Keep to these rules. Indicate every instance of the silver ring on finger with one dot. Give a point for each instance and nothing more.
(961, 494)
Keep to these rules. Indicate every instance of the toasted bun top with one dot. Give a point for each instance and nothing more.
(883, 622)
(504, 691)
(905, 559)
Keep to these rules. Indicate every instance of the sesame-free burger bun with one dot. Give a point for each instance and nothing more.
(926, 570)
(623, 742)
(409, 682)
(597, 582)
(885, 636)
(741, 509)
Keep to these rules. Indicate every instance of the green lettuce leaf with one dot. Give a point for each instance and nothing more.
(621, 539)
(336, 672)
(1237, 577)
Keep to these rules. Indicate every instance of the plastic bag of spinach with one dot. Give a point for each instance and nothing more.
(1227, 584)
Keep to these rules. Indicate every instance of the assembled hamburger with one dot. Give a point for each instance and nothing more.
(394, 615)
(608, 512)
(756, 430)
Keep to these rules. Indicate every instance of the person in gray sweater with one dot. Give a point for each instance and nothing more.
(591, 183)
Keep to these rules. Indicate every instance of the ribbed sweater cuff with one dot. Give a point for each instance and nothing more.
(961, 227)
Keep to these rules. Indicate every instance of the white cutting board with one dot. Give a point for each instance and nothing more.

------------------------------------------------------------

Once you have read the material above, write all of it out again exactly.

Keep to these rules. Indicate every instance of the silver ring on finger with one dot. Give a point for each instance and nothing more.
(961, 494)
Keep to these rules. Indicate every instance of the toasted bun top with one dot. Give a point for each instance and nothing more.
(883, 622)
(504, 691)
(905, 559)
Keep to these rules. Indicate every instance of the sesame-free burger bun with one dot. Give a point for each instance and nothing more.
(926, 570)
(623, 742)
(409, 682)
(597, 582)
(885, 636)
(741, 509)
Keep to these rules. Indicate every instance of the green lettuce leaf with one dot. Give a point for each instance and nothing more.
(621, 539)
(336, 672)
(1237, 577)
Keep to these rules. Indicate every instance of the plastic bag of spinach with one dot. Give a point for each instance and nothing more.
(1227, 584)
Keep to these rules. Indicate every instance of the assembled hamburger with one dot. Give a point for each instance and nothing more.
(394, 615)
(608, 512)
(756, 430)
Keep to these rules. Indicate every instance of the person in gray sweater with one dot. Give a point for each instance and nothing more.
(591, 183)
Keep to these rules. Indicate every instance of the ribbed sweater cuff with one dot. Give a point for each instance and nothing more.
(961, 227)
Keep to these rules. Indicate every instance of the white cutting board with one dot. Give a point for each instance and nothing more.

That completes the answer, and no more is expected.